◆ EXERCISE
Swap "leaf underside" for "seed pod" in the records and write them out again, keeping everything else the same.
━━━━━━━━━━━━━━━━━━━━
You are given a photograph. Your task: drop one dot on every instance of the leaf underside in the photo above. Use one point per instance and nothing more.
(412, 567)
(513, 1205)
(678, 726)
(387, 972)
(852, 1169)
━━━━━━━━━━━━━━━━━━━━
◆ WORKED SOLUTION
You are given a photograph. Your task: drop one dot on every instance of the seed pod in the photo above. Use one point per instance and nothing more.
(412, 567)
(513, 1205)
(678, 726)
(387, 972)
(852, 1169)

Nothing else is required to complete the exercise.